» **JOB**: Format every row below as a Markdown table with two columns, n for the row number and Line for the text of that row, leaving out blank lines.

» **DATASET**:
•••••

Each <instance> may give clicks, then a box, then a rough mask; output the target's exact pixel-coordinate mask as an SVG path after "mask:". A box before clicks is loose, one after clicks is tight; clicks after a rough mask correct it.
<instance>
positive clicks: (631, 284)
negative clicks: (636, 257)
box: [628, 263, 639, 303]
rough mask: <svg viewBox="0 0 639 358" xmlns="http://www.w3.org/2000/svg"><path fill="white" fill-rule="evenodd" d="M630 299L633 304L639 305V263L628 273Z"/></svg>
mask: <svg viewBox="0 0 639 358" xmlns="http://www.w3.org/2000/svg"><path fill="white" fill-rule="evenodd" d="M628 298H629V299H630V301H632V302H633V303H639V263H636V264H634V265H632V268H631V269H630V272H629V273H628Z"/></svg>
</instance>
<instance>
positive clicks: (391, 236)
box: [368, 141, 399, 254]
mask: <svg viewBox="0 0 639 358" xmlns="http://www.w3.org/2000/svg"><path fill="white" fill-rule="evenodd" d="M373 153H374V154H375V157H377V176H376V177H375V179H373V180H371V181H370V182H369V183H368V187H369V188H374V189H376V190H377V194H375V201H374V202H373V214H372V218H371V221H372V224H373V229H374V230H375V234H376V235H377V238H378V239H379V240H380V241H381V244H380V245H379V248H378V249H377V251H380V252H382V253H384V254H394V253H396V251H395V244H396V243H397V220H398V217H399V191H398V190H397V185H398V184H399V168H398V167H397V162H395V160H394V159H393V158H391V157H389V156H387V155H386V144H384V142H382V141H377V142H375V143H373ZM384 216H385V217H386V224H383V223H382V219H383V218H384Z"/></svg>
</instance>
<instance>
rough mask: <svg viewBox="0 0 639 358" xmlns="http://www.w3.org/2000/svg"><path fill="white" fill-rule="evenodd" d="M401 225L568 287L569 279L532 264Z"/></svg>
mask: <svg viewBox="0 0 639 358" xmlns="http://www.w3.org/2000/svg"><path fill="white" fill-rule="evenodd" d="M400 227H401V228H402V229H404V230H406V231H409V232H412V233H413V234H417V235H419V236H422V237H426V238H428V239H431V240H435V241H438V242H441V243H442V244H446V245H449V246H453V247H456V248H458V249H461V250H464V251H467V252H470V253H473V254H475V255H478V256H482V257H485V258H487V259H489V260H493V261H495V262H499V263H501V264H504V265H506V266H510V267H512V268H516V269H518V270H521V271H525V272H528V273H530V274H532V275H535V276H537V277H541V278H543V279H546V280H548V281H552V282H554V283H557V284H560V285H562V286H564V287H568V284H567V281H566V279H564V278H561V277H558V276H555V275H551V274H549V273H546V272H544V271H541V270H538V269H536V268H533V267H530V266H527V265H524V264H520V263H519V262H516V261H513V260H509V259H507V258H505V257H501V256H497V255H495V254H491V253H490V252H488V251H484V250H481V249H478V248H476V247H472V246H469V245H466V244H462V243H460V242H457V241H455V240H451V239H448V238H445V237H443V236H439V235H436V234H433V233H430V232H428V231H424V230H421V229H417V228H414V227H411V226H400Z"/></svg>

•••••

» **EXERCISE SOLUTION**:
| n | Line |
|---|---|
| 1 | Each <instance> may give clicks, then a box, then a rough mask; output the target's exact pixel-coordinate mask as an SVG path after "mask:". A box before clicks is loose, one after clicks is tight; clicks after a rough mask correct it. |
| 2 | <instance> |
| 3 | positive clicks: (631, 284) |
| 4 | negative clicks: (636, 257) |
| 5 | box: [628, 263, 639, 303] |
| 6 | rough mask: <svg viewBox="0 0 639 358" xmlns="http://www.w3.org/2000/svg"><path fill="white" fill-rule="evenodd" d="M630 299L633 304L639 305V263L628 273Z"/></svg> |
| 7 | mask: <svg viewBox="0 0 639 358" xmlns="http://www.w3.org/2000/svg"><path fill="white" fill-rule="evenodd" d="M628 298H629V299H630V301H632V302H633V303H639V263H636V264H634V265H632V268H631V269H630V272H629V273H628Z"/></svg> |
| 8 | </instance> |
| 9 | <instance> |
| 10 | positive clicks: (391, 236) |
| 11 | box: [368, 141, 399, 254] |
| 12 | mask: <svg viewBox="0 0 639 358" xmlns="http://www.w3.org/2000/svg"><path fill="white" fill-rule="evenodd" d="M373 153H374V154H375V157H377V176H376V177H375V179H373V180H371V181H370V182H369V183H368V187H369V188H374V189H376V190H377V194H375V201H374V202H373V214H372V218H371V221H372V224H373V229H374V230H375V234H376V235H377V238H378V239H379V240H380V241H381V244H380V245H379V248H378V249H377V251H380V252H382V253H384V254H394V253H396V251H395V244H396V243H397V220H398V217H399V191H398V190H397V185H398V184H399V168H398V167H397V162H395V160H394V159H393V158H391V157H389V156H387V155H386V144H384V142H382V141H377V142H375V143H373ZM384 216H385V217H386V224H383V223H382V219H383V218H384Z"/></svg> |
| 13 | </instance> |
| 14 | <instance> |
| 15 | rough mask: <svg viewBox="0 0 639 358" xmlns="http://www.w3.org/2000/svg"><path fill="white" fill-rule="evenodd" d="M401 225L568 287L569 279L532 264Z"/></svg> |
| 16 | mask: <svg viewBox="0 0 639 358" xmlns="http://www.w3.org/2000/svg"><path fill="white" fill-rule="evenodd" d="M400 227H401V228H402V229H404V230H406V231H409V232H412V233H413V234H417V235H419V236H422V237H426V238H428V239H431V240H435V241H438V242H441V243H442V244H446V245H449V246H453V247H456V248H458V249H461V250H464V251H467V252H470V253H473V254H475V255H478V256H482V257H485V258H487V259H489V260H493V261H495V262H499V263H501V264H504V265H506V266H510V267H512V268H516V269H518V270H521V271H525V272H528V273H530V274H532V275H535V276H537V277H541V278H543V279H546V280H548V281H552V282H554V283H557V284H560V285H562V286H564V287H568V284H567V281H566V279H564V278H561V277H558V276H555V275H551V274H549V273H546V272H544V271H541V270H538V269H536V268H533V267H530V266H527V265H524V264H520V263H519V262H516V261H513V260H509V259H507V258H505V257H501V256H497V255H495V254H491V253H490V252H488V251H484V250H481V249H478V248H476V247H472V246H469V245H466V244H462V243H460V242H457V241H455V240H451V239H448V238H445V237H443V236H439V235H436V234H433V233H430V232H428V231H424V230H421V229H417V228H414V227H411V226H400Z"/></svg> |